= Work instructions =
Render the material below as a JSON list of strings, one string per line with blank lines left out. Include only the part that opens with the line containing "Task: indicate the man's outstretched arm." and closes with the last line of the material.

= Items =
━━━

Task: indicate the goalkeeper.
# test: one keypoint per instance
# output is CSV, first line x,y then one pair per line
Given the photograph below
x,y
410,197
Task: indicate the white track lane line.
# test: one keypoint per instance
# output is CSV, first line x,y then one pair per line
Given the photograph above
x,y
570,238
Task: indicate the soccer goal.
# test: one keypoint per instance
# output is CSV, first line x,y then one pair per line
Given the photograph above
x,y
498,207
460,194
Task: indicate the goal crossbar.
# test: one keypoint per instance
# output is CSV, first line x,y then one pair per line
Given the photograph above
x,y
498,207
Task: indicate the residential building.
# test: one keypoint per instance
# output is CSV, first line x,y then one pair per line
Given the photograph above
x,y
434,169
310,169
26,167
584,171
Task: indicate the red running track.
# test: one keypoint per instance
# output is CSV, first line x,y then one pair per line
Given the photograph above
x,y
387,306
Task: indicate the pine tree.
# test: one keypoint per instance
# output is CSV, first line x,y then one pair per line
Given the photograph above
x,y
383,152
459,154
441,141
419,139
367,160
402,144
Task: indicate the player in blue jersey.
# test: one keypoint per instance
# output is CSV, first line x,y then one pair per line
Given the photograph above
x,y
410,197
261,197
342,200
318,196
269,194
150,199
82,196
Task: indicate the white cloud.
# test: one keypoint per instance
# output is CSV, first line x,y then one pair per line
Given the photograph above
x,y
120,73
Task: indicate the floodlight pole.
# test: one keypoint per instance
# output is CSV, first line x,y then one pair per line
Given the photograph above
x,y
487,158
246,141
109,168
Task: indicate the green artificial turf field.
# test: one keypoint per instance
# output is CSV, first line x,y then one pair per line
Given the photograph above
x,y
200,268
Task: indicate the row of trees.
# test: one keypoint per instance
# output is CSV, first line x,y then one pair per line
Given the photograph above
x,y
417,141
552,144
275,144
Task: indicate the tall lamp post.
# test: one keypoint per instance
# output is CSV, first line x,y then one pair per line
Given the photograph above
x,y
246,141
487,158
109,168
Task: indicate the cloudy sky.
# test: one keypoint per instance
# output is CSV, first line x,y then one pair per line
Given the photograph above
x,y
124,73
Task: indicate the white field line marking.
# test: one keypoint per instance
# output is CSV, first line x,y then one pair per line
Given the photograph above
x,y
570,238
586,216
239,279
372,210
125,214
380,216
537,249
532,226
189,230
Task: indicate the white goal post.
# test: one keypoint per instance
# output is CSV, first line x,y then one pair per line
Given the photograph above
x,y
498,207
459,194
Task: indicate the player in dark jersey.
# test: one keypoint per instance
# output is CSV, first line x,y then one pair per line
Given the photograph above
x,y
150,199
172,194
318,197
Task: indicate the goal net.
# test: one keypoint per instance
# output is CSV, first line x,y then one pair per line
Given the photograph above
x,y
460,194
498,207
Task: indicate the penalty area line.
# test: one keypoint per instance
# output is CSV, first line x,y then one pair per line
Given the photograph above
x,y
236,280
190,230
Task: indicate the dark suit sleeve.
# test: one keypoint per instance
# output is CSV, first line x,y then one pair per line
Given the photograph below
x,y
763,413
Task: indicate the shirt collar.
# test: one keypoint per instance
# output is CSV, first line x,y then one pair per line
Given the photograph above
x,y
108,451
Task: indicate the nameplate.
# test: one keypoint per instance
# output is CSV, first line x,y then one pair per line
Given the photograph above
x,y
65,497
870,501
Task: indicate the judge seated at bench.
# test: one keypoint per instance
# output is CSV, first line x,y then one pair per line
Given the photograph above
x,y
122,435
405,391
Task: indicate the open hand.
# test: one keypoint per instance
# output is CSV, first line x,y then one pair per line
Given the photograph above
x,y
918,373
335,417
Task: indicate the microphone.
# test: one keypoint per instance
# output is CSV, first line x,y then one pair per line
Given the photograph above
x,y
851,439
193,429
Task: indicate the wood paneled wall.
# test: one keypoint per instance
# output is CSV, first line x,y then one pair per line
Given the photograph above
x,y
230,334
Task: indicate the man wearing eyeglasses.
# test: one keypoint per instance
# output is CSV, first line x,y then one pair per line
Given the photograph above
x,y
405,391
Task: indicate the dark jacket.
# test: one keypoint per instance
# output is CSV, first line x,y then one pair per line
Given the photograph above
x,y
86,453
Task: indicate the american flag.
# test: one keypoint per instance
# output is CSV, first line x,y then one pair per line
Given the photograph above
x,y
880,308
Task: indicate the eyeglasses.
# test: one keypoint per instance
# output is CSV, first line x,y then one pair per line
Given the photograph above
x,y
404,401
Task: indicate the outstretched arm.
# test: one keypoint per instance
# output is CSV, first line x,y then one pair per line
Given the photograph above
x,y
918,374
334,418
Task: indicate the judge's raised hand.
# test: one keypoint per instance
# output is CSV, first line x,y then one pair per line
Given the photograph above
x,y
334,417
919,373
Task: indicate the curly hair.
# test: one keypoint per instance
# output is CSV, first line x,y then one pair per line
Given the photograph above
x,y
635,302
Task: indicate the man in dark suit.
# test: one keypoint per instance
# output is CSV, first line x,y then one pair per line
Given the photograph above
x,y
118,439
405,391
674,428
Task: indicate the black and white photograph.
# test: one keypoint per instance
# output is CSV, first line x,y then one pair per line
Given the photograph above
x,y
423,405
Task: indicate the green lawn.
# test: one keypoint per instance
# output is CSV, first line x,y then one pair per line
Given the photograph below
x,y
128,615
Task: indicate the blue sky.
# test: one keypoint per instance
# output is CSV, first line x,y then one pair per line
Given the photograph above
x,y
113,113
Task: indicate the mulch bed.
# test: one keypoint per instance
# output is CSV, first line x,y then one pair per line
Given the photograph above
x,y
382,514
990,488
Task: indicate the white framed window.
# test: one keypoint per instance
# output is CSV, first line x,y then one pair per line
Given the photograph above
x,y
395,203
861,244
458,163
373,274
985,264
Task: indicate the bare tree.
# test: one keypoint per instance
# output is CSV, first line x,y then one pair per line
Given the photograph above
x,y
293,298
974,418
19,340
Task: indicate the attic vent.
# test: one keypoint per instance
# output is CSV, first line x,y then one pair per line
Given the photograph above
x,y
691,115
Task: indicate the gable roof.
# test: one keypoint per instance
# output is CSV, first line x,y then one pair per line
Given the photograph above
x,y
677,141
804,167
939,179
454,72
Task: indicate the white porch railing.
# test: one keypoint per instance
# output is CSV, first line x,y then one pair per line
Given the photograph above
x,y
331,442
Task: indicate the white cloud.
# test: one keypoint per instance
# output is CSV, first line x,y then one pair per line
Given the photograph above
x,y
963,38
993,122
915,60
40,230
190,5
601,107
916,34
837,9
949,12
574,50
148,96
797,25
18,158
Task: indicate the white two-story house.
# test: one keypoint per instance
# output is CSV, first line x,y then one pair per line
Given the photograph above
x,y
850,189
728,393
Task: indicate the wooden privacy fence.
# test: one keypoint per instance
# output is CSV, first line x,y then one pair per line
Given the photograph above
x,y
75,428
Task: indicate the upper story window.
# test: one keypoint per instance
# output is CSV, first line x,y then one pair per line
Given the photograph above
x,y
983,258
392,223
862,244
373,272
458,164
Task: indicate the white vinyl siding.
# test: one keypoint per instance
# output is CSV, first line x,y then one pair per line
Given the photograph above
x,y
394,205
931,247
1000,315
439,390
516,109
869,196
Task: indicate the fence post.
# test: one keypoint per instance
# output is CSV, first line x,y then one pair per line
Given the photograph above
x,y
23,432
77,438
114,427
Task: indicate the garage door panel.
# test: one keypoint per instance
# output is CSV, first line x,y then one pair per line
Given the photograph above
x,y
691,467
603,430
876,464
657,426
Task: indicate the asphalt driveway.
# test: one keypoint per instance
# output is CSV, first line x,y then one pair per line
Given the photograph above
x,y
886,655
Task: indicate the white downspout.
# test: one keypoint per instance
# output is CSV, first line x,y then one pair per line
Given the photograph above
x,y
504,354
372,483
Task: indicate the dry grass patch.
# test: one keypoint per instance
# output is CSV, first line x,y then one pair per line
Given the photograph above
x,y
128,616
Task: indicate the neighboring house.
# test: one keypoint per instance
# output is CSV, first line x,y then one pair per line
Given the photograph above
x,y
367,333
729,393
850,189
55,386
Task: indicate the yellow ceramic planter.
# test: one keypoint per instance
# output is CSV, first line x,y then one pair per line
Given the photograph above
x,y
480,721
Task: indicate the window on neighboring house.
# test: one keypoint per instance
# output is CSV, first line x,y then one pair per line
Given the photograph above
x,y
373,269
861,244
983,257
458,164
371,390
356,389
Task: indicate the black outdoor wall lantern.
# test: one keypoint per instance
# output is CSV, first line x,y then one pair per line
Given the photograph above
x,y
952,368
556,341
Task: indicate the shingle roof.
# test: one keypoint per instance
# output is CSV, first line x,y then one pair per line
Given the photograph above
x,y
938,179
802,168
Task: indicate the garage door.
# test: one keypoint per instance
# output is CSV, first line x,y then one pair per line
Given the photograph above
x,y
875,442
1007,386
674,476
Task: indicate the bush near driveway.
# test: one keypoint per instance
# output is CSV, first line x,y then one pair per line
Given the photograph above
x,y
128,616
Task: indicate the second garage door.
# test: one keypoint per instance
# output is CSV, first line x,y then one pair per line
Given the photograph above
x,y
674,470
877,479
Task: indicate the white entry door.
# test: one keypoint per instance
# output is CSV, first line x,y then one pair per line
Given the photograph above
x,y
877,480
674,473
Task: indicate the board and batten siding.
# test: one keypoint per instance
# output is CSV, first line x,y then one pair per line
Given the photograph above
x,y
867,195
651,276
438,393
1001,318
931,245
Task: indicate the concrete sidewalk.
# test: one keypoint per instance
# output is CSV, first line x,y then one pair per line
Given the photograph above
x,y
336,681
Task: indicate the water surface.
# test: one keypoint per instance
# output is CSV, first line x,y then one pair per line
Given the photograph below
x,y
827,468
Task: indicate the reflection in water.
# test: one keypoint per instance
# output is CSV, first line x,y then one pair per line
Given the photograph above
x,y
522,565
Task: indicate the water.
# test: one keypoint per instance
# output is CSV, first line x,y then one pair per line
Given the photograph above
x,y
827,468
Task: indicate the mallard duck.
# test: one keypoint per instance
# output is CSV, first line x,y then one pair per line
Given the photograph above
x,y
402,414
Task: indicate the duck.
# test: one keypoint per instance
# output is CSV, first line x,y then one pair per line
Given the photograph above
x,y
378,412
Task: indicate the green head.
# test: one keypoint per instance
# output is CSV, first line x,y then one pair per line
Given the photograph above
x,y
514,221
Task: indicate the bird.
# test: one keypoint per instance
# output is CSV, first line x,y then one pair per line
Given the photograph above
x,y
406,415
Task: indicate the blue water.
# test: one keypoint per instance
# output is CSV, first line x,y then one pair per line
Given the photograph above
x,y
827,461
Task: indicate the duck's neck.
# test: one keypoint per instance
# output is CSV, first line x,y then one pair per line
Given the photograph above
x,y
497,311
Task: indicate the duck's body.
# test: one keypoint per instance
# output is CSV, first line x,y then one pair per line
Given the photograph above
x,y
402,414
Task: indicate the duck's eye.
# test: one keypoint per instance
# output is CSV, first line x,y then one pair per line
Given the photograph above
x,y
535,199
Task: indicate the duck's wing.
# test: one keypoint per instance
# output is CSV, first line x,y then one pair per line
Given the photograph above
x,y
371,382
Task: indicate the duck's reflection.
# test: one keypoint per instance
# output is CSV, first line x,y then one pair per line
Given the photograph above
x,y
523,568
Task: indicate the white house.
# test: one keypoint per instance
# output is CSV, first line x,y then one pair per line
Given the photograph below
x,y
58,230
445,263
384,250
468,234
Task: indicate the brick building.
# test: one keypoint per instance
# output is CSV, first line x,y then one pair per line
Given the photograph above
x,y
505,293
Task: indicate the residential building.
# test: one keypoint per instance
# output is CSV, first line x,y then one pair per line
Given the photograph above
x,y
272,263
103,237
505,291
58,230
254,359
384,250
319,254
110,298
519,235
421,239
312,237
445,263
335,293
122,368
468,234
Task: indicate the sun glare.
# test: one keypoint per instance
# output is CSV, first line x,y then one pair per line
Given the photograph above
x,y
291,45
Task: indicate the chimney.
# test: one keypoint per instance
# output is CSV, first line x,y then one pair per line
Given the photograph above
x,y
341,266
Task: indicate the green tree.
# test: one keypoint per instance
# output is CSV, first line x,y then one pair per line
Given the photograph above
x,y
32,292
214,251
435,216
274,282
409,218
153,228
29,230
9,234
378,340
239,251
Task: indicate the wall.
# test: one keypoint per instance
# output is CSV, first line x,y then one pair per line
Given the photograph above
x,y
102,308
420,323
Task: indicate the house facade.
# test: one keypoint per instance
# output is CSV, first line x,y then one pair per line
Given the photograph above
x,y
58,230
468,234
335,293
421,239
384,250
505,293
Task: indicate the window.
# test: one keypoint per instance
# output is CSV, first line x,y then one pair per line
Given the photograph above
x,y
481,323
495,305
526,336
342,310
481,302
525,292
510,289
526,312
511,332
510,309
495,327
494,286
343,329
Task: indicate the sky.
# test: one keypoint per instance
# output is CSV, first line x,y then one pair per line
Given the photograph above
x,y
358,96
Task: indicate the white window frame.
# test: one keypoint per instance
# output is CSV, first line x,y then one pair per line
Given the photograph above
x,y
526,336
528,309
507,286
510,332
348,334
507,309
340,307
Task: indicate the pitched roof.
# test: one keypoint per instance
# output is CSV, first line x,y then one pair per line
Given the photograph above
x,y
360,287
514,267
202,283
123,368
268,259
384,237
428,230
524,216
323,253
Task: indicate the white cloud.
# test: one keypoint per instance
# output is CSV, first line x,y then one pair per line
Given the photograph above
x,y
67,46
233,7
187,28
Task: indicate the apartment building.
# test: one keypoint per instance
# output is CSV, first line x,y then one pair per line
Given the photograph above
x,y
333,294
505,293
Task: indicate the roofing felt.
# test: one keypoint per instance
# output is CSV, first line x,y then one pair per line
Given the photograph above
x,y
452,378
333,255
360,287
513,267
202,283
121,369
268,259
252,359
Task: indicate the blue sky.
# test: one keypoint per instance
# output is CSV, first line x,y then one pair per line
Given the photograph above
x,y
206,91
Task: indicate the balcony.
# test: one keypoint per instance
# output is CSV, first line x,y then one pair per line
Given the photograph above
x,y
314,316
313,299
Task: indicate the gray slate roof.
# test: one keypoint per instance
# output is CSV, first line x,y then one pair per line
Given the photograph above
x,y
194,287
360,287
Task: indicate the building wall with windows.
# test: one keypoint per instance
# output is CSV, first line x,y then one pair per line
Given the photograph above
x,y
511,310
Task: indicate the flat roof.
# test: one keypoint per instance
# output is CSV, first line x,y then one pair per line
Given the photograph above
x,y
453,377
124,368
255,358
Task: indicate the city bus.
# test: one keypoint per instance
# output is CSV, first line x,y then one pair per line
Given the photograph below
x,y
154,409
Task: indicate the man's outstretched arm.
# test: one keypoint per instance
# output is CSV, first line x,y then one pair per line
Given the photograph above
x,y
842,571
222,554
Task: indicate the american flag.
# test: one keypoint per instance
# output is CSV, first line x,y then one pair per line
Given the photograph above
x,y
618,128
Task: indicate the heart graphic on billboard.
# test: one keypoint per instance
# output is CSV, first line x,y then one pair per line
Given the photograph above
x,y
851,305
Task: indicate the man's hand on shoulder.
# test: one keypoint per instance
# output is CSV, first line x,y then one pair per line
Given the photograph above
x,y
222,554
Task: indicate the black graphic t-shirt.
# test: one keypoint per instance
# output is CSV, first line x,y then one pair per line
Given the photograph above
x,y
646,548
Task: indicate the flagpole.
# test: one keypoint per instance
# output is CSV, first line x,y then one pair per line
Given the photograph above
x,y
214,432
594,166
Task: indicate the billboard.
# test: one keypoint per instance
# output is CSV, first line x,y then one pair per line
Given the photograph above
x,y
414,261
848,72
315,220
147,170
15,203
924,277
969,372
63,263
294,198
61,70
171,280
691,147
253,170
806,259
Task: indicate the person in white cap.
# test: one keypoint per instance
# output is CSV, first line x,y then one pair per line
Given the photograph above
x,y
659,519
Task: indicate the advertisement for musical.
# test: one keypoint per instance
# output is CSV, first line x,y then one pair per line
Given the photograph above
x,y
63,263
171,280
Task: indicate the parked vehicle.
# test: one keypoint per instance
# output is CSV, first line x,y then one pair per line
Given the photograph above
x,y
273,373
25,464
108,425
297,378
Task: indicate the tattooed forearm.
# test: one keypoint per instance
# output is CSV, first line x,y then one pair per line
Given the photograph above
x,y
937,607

━━━

= Response to this exercise =
[
  "Task: indicate the man's outstretched arm.",
  "# test: one keypoint per instance",
  "# output is CSV, first line x,y then one pair per line",
  "Given the photograph above",
  "x,y",
  "842,571",
  "222,554",
  "Task: indicate the american flag.",
  "# test: one keypoint per instance",
  "# output is CSV, first line x,y then one pair per line",
  "Given the photograph above",
  "x,y",
  "618,128",
  "Task: indicate the heart graphic on billboard.",
  "# test: one keypoint per instance",
  "# output is CSV, first line x,y then one pair per line",
  "Given the photograph above",
  "x,y",
  "851,305",
  "Task: indicate the man's hand on shoulder.",
  "# test: one keypoint per instance",
  "# output is CSV, first line x,y then one pair per line",
  "Given the photograph above",
  "x,y",
  "222,554",
  "Task: indicate the black graphic t-shirt.",
  "# test: one keypoint per instance",
  "# output is CSV, first line x,y then one pair per line",
  "Given the photograph above",
  "x,y",
  "646,548",
  "Task: indicate the flagpole.",
  "# test: one keypoint per instance",
  "# output is CSV, first line x,y then one pair per line",
  "Given the photograph above",
  "x,y",
  "214,432",
  "594,166",
  "Task: indicate the billboard.",
  "# test: one keypoint per instance",
  "# output is CSV, first line x,y then one pair per line",
  "Given the photograph above",
  "x,y",
  "414,261",
  "848,72",
  "315,220",
  "147,170",
  "15,203",
  "924,277",
  "969,372",
  "63,263",
  "294,198",
  "61,70",
  "171,280",
  "691,147",
  "253,170",
  "806,259",
  "Task: indicate the person in white cap.",
  "# test: one keypoint per instance",
  "# output is CSV, first line x,y then one pair per line",
  "Given the photograph above",
  "x,y",
  "659,519",
  "Task: indicate the advertisement for musical.",
  "# test: one keypoint per instance",
  "# output is CSV, first line x,y then one pair per line",
  "Given the photograph above",
  "x,y",
  "63,263",
  "171,280",
  "Task: indicate the parked vehicle.",
  "# test: one keypoint per instance",
  "# output is CSV, first line x,y then one pair per line",
  "Given the photograph above",
  "x,y",
  "273,373",
  "25,464",
  "108,425",
  "297,378",
  "Task: indicate the tattooed forearm.",
  "# test: one keypoint per instance",
  "# output is CSV, first line x,y then one pair per line",
  "Given the photograph above",
  "x,y",
  "937,607"
]